__AVAILABLE DATA__

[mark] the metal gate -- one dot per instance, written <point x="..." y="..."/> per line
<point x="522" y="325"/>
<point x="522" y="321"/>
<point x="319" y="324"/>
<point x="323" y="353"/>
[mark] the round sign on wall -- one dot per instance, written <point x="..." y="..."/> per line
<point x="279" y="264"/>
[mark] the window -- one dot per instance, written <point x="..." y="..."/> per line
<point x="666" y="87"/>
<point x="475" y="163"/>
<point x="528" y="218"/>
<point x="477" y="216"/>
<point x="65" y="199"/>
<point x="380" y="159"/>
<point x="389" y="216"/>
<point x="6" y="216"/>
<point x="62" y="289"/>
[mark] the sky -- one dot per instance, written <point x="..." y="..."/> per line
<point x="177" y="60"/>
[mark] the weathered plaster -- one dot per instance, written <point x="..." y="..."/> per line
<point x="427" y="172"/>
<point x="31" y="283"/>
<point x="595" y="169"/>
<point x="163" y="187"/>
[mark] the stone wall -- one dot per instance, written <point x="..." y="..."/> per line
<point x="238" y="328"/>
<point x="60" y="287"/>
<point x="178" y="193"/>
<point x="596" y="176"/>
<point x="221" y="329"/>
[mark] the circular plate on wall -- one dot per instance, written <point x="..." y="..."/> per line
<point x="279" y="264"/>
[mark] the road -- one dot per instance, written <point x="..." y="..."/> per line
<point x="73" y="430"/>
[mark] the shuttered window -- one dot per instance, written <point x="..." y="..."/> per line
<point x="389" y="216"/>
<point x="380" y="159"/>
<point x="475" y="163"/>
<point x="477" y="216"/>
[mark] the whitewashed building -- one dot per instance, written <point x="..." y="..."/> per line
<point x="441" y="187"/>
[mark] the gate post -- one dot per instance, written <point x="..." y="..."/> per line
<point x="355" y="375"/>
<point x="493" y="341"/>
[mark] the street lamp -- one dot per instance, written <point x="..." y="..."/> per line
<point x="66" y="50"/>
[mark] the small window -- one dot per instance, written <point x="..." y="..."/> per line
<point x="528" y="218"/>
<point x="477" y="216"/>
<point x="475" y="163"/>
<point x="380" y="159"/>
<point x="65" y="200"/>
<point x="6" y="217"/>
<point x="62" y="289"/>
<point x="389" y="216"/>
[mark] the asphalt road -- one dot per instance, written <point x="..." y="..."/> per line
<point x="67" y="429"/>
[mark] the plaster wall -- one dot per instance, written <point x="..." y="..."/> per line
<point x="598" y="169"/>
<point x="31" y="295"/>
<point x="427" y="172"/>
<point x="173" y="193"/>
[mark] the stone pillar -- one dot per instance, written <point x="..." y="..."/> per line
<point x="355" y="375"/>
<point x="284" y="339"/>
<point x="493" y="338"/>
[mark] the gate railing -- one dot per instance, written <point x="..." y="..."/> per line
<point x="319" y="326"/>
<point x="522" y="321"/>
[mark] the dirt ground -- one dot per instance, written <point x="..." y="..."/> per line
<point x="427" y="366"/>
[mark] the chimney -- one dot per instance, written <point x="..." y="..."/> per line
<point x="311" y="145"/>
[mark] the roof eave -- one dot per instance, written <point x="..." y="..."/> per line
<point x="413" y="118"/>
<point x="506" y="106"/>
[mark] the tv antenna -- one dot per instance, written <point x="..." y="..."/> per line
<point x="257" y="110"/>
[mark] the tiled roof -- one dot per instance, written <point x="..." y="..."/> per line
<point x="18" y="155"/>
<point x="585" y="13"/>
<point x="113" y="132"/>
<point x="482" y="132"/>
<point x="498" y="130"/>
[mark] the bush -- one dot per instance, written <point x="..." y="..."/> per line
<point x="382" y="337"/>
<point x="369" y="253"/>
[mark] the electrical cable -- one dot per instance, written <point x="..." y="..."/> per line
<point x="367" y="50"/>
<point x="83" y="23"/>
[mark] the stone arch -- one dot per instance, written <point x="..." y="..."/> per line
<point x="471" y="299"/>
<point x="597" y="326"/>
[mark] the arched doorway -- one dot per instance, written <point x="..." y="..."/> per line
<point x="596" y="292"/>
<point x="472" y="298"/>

__PROBLEM TO SOLVE__
From top to bottom, please output the material exactly.

__SOLUTION FOR THIS EXERCISE__
[mark] the metal gate -- one dot per instance, written <point x="..." y="..."/> per line
<point x="522" y="325"/>
<point x="522" y="321"/>
<point x="319" y="324"/>
<point x="323" y="353"/>
[mark] the round sign on wall -- one dot per instance, written <point x="..." y="..."/> per line
<point x="279" y="264"/>
[mark] the window -- one dot per instance, written <point x="..." y="..."/> per line
<point x="666" y="87"/>
<point x="475" y="163"/>
<point x="528" y="218"/>
<point x="477" y="216"/>
<point x="65" y="199"/>
<point x="380" y="159"/>
<point x="389" y="216"/>
<point x="6" y="216"/>
<point x="62" y="289"/>
[mark] the sky -- one dot per instance, written <point x="..." y="..."/> per line
<point x="177" y="60"/>
[mark] the weathered plaster -- one dot per instance, written <point x="..." y="..."/> per line
<point x="427" y="172"/>
<point x="31" y="283"/>
<point x="595" y="169"/>
<point x="163" y="187"/>
[mark] the stone wall -- one dot per instance, written <point x="..." y="..."/> per line
<point x="238" y="328"/>
<point x="60" y="287"/>
<point x="178" y="193"/>
<point x="596" y="176"/>
<point x="221" y="329"/>
[mark] the circular plate on wall -- one dot per instance, written <point x="..." y="..."/> per line
<point x="279" y="264"/>
[mark] the road -- one dot per instance, written <point x="..." y="..."/> per line
<point x="73" y="430"/>
[mark] the shuttered window -- one dot per instance, written <point x="..." y="..."/> per line
<point x="389" y="216"/>
<point x="380" y="159"/>
<point x="475" y="163"/>
<point x="477" y="216"/>
[mark] the whitewashed building -- one dot per instance, written <point x="..." y="..."/> per line
<point x="441" y="187"/>
[mark] the gate post -- one dot per instance, written <point x="..." y="..."/> per line
<point x="355" y="375"/>
<point x="493" y="341"/>
[mark] the street lamp -- one dot per instance, written <point x="..." y="..."/> per line
<point x="66" y="50"/>
[mark] the small window -- one dot per instance, written <point x="..." y="..."/> per line
<point x="528" y="218"/>
<point x="477" y="216"/>
<point x="475" y="163"/>
<point x="380" y="159"/>
<point x="65" y="200"/>
<point x="6" y="217"/>
<point x="62" y="289"/>
<point x="389" y="216"/>
[mark] the asphalt road -- one dot per instance, written <point x="..." y="..."/> per line
<point x="67" y="429"/>
[mark] the plaster wall -- one dot per instance, written <point x="..." y="..."/> per line
<point x="598" y="169"/>
<point x="31" y="295"/>
<point x="427" y="172"/>
<point x="173" y="193"/>
[mark] the stone pillar -- one dot per instance, written <point x="..." y="..."/> per line
<point x="355" y="375"/>
<point x="284" y="339"/>
<point x="493" y="338"/>
[mark] the gate railing -- one dot per instance, written <point x="..." y="..."/> per line
<point x="319" y="326"/>
<point x="522" y="321"/>
[mark] the dirt ground -- one dot per instance, written <point x="..." y="..."/> per line
<point x="427" y="366"/>
[mark] the chimney -- one dot per instance, written <point x="..." y="..."/> per line
<point x="311" y="145"/>
[mark] the roof eave -- one dot per instance, written <point x="..." y="..."/> per line
<point x="413" y="118"/>
<point x="506" y="106"/>
[mark] the tv antenna -- one dot per instance, written <point x="..." y="..."/> per line
<point x="257" y="110"/>
[mark] the tiled roof -- one dot per instance, written <point x="..." y="..."/> per line
<point x="18" y="155"/>
<point x="585" y="13"/>
<point x="113" y="132"/>
<point x="482" y="132"/>
<point x="498" y="130"/>
[mark] the bush -- one dot per instance, written <point x="..." y="..."/> per line
<point x="382" y="337"/>
<point x="369" y="253"/>
[mark] the electrical cable -- one dot per instance, written <point x="..." y="..."/> per line
<point x="367" y="50"/>
<point x="83" y="23"/>
[mark] the stone arch -- one dot per instance, written <point x="..." y="..."/> per line
<point x="471" y="299"/>
<point x="597" y="326"/>
[mark] the arched doorway -- one dot per instance, written <point x="..." y="..."/> per line
<point x="596" y="292"/>
<point x="472" y="298"/>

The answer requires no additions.